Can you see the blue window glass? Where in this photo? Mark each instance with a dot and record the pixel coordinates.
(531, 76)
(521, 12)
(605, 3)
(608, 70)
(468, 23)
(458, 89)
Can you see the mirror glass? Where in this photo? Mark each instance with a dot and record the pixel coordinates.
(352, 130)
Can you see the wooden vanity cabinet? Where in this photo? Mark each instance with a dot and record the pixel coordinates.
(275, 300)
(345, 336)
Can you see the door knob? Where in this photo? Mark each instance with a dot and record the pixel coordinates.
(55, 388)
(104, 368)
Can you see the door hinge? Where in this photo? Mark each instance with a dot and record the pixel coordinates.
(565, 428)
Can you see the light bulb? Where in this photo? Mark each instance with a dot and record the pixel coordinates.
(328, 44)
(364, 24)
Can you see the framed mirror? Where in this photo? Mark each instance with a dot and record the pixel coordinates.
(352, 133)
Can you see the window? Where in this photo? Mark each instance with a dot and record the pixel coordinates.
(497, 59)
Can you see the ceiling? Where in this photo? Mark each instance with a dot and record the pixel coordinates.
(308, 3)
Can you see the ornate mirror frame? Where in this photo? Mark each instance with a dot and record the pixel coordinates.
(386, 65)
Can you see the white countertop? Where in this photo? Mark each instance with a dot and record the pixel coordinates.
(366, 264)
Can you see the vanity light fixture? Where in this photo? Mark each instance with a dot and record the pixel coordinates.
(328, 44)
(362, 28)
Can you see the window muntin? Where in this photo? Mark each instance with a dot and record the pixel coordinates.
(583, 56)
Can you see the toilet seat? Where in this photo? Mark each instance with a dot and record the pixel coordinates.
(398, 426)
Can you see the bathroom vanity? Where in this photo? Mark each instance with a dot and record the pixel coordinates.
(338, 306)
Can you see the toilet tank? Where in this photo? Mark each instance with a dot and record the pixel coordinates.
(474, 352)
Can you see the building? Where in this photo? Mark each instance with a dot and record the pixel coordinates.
= = = = = = =
### Stated problem
Nothing should be changed: write out all of the data as is.

### Solution to the exercise
Can you see the blue window glass? Where in this photo? Mark each instance with a dot and record the pixel coordinates.
(531, 76)
(521, 12)
(605, 3)
(608, 70)
(468, 23)
(458, 89)
Can you see the mirror glass? Where in this photo? Mark each instance with a dot and record the pixel coordinates.
(352, 130)
Can you see the wooden vanity cabinet? Where in this photo? Mark each instance with a dot and record the pixel coordinates.
(275, 300)
(345, 336)
Can you see the door knob? Where in this photo? Mark each instance with a dot and record the pixel coordinates.
(55, 388)
(104, 368)
Can you see the door hinge? Where in this photo? Mark each instance with a dot and record the pixel coordinates.
(565, 428)
Can you see the light bulb? Where in this photo? Mark each instance with a dot and record the pixel coordinates.
(328, 44)
(364, 24)
Can you see the framed mirror? Where in this photo? Mark each instance with a dot and record the pixel coordinates.
(352, 133)
Can you see the window? Where in this photo? Mark each instance with a dot and record the pixel coordinates.
(497, 59)
Can you see the ceiling? Where in this photo? Mark each instance with a dot and record the pixel coordinates.
(308, 3)
Can you see the ornate mirror frame? Where in this photo? Mark each instance with a dot and record the pixel coordinates.
(386, 65)
Can you see the white countertop? Where in this photo? Mark each instance with a dot and record the pixel coordinates.
(366, 264)
Can you see the vanity light fixture? Where in this photo? Mark each instance with a dot and record the pixel coordinates.
(328, 44)
(362, 28)
Can you see the window muntin? Where in this photo? Mark each instance with a dot and record the pixel coordinates.
(583, 56)
Can you see the toilet seat? Where in this photo? Mark each instance with a dot and record the pixel coordinates.
(398, 426)
Can you see the bathroom vanity? Where in this photo? Mark each instance with a dot and record the pixel coordinates.
(338, 306)
Can you see the toilet tank? Where in this photo? Mark each instance with a dot and record the pixel coordinates.
(474, 352)
Can you see the building? Where in this photo? Mark each instance with a dot and record the pixel coordinates.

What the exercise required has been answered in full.